A run of records:
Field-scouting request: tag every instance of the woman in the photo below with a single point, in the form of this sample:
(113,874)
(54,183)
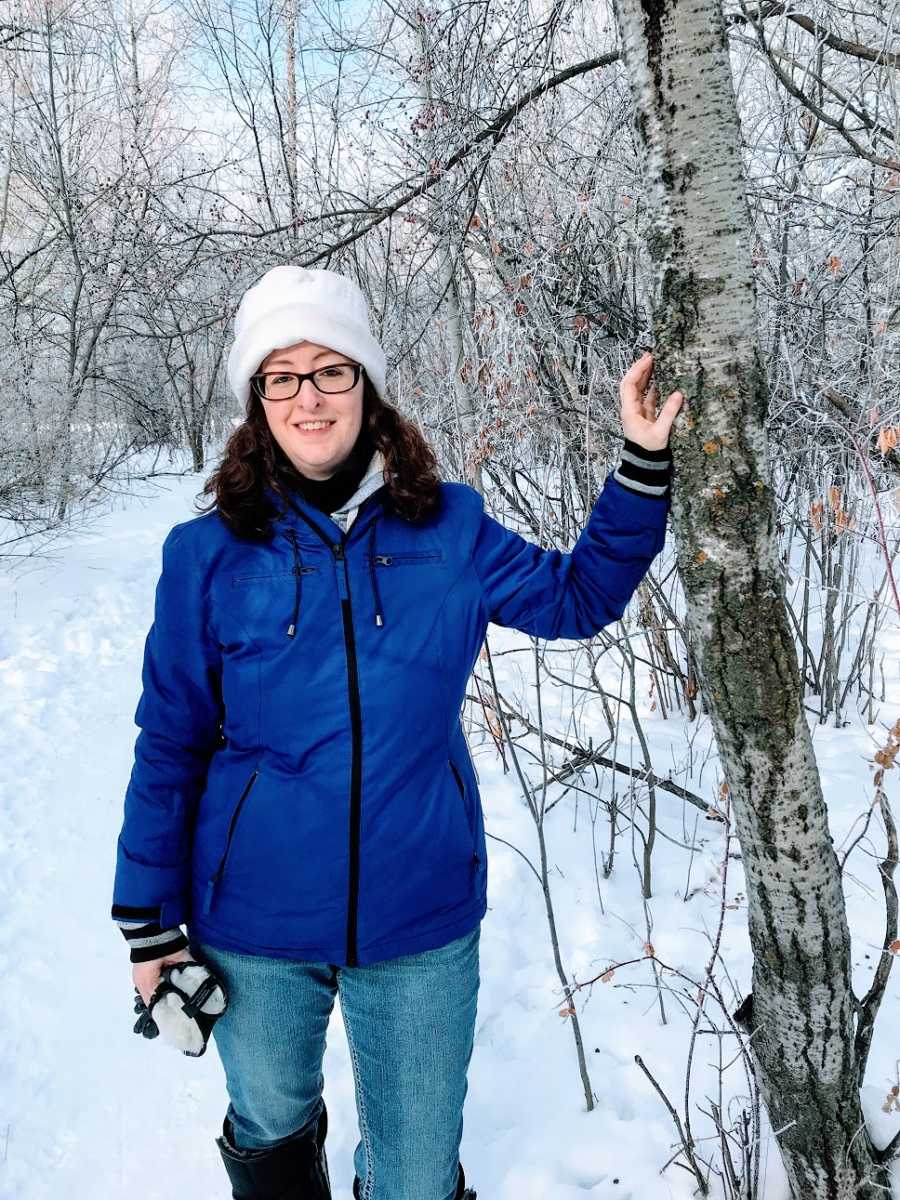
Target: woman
(303,796)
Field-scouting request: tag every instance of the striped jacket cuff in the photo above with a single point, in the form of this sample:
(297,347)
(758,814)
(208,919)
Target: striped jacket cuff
(145,937)
(646,472)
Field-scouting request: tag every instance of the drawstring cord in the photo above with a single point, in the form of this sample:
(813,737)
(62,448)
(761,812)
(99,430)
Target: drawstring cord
(379,617)
(292,627)
(299,570)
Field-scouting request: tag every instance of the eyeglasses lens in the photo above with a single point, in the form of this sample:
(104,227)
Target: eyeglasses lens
(339,377)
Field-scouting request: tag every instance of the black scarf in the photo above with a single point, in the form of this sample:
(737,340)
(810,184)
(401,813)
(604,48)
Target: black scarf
(328,495)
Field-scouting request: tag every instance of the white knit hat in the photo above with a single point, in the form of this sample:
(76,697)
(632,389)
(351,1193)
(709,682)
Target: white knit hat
(291,304)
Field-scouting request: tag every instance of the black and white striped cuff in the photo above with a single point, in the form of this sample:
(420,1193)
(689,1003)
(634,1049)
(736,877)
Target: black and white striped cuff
(646,472)
(145,937)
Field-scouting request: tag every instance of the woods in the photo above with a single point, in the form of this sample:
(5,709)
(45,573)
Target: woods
(532,197)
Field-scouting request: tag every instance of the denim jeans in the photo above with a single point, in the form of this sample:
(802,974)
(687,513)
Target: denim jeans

**Aim of the exercise:** Please rewrite all the items above with "Field-scouting request" changed to "Labeling request" and everything else left as it is. Omit the pictures from your version.

**Worked solution:**
Labeling request: tag every instance of the woman in the photo below with a single point, in the form of this sample:
(113,874)
(54,183)
Target: woman
(303,796)
Labeling request: tag every instance of the striped jacket cuff in the photo above with a single point, in the form of this sample:
(297,347)
(758,814)
(208,919)
Target: striped jacket cuff
(145,937)
(646,472)
Labeling request: tag every instance of the drawstring cord in the photo above with a single point, in the form of this sample:
(813,737)
(62,448)
(761,812)
(99,430)
Target: drawstring cord
(379,617)
(292,627)
(299,570)
Labeling request: tag every instance of the eyeglasses lens in the photo above with a single point, in the form of this sample:
(104,227)
Target: eyeglasses lens
(339,377)
Labeling request: tag every instance of the black scarf in the photo above with a single point, in the form of this sample:
(737,340)
(810,184)
(401,813)
(604,48)
Target: black scarf
(328,495)
Labeling request: tag every instance of the white knit hat in the photo above with a single point, in the form of this sample:
(76,697)
(632,389)
(351,1193)
(709,682)
Target: white knit hat
(291,304)
Labeling request: tag every instance of the black and white striped cuff in the photo above with a single point, in the form of this sample:
(420,1193)
(689,1003)
(634,1049)
(736,877)
Target: black and white striped cuff
(646,472)
(145,937)
Labeling request: tag every instance of the woods in the photo above with a single point, in the form of this sample:
(5,709)
(45,573)
Target: woods
(532,197)
Labeling request: tag every instance of the denim jeans in the photo above with a single point, in the form of this sample:
(802,974)
(687,513)
Target: denim jeans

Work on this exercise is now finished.